====== Selected extract ======

THE NOMINATION COMMITTEE'S PROPOSALS UNDER ITEMS 2, 9, 10, 11, 12, 13 AND 14

The Nomination Committee, consisting of Mats Engström (appointed by Erik Gatenholm), Jens M. Artelt (appointed by Sartorius Lab Holding GmbH), Malin Björkmo (appointed by Handelsbanken Funds), Claes Dinkelspiel (appointed by Héctor Martínez), and Rolf Classon (Chairman of the Board of Directors, co-opted), has submitted the following proposals.

Item 2 - Election of Chairman at the Annual General Meeting

The Nomination Committee proposes that lawyer Anders Strid, Advokatfirman Vinge, is appointed Chairman at the Annual General Meeting.

Item 9 - Determination of the number of members of the Board of Directors, deputies, auditors and deputy auditors

The Nomination Committee proposes that the Board shall consist of seven (7) ordinary members without deputies.

The Nomination Committee proposes that a registered accounting firm is to be appointed as auditor.

====== Data provided ======

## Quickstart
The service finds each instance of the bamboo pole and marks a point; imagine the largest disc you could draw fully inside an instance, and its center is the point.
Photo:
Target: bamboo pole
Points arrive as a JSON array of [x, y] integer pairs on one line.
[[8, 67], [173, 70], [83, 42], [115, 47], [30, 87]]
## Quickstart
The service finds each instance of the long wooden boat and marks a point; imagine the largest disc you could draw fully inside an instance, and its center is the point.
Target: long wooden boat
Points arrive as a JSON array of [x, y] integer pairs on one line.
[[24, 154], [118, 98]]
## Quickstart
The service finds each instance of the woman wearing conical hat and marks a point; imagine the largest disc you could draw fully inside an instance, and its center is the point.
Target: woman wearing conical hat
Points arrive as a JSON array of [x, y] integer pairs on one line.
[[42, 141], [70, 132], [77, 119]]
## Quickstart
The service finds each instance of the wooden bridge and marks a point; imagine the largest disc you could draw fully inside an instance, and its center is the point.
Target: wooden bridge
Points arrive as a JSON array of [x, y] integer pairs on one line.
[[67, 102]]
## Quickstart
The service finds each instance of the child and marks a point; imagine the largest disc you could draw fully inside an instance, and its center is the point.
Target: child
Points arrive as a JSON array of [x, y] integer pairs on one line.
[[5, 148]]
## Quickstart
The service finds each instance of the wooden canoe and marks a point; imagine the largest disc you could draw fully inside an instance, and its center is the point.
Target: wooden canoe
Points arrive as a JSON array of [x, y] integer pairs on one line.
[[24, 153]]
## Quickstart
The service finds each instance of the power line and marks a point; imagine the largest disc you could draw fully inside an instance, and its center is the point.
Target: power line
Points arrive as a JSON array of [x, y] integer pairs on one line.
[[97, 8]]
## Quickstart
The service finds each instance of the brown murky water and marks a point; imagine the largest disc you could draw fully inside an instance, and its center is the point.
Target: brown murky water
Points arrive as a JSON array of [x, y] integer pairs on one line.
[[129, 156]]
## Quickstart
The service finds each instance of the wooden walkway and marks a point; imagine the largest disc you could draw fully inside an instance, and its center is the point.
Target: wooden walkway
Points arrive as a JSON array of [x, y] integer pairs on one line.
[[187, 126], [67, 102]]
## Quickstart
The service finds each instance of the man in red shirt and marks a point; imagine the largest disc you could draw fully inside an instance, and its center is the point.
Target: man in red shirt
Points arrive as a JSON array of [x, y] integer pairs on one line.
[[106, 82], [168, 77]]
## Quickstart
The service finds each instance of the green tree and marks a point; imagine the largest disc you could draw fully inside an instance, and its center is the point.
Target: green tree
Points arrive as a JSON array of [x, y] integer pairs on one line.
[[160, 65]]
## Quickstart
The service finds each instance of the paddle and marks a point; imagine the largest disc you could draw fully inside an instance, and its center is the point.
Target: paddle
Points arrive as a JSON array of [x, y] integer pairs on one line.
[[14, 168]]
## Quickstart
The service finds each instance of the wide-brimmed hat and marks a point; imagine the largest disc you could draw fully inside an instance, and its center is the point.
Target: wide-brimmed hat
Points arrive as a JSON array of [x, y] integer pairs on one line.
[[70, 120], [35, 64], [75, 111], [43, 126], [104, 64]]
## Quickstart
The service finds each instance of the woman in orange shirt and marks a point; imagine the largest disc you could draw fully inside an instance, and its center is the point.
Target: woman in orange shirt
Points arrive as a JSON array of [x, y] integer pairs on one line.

======

- **List of tasks**
1. In the nomination committee proposals, how many ordinary members should the Board of Directors have?
2. Continue the nomination committee proposals from the end of the text.
The data has no connection to the text.

- **Results by task**
1. Seven (7) ordinary members, without deputies.

2.
Item 10 - Election of members of the Board of Directors

The Nomination Committee proposes that Rolf Classon, Ulrika Dellby, Bengt Sjöholm, Helena Skåntorp, Susan Tousi and Christian Wildmoser are re-elected, as well as new election of Alexandra Gatzemeyer as members of the Board of Directors. All elections for the period until the end of the next Annual General Meeting.

Gerry Mackay and Erik Gatenholm have declined re-election.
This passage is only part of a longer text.